Below are lines of data, and only some are wanted. Please repeat exactly those from the line that has "Objective — for every instance of the police" through the line that has "Objective — for every instance of the white".
* * * * *
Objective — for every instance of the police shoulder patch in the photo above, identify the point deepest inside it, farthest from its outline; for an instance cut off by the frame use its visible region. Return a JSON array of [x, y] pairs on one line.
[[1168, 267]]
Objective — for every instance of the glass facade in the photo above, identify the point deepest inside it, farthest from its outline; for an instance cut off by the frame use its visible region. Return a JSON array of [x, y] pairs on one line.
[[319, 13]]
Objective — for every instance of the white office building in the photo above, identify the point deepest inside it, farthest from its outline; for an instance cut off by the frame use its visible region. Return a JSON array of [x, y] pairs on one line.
* * * * *
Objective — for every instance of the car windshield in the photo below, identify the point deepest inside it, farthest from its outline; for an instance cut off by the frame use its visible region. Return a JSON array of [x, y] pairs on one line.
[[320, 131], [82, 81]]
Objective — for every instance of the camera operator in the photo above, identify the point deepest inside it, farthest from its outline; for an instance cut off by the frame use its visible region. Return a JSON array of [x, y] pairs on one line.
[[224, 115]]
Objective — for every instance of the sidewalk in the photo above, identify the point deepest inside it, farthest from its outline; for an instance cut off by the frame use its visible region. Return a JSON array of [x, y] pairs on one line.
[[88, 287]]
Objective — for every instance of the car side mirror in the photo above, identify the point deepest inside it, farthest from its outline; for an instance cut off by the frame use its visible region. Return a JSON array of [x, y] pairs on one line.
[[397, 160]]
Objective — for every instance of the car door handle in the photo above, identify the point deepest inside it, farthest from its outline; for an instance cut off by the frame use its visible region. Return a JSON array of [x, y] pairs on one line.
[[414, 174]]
* * * * *
» **Response**
Objective — for every instance of the police shoulder patch in the photo above, identify the point deepest inside it, farthest from its outline; for an instance cut off by the frame use its visible region. Return a JSON array of [x, y] pairs on one line.
[[1168, 267]]
Objective — for every instance of the glass facade in the photo above, identify the point deepest inside it, farthest from its outline; for an instance cut off by the frame use its visible region. Return a JSON array of [x, y] pairs on one line.
[[319, 13]]
Objective — for every instance of the white office building in the photo above, identify the point deepest inside it, farthest from its outline; for an instance cut off by the frame use its visible region. Return a JSON array of [x, y] pairs on one line.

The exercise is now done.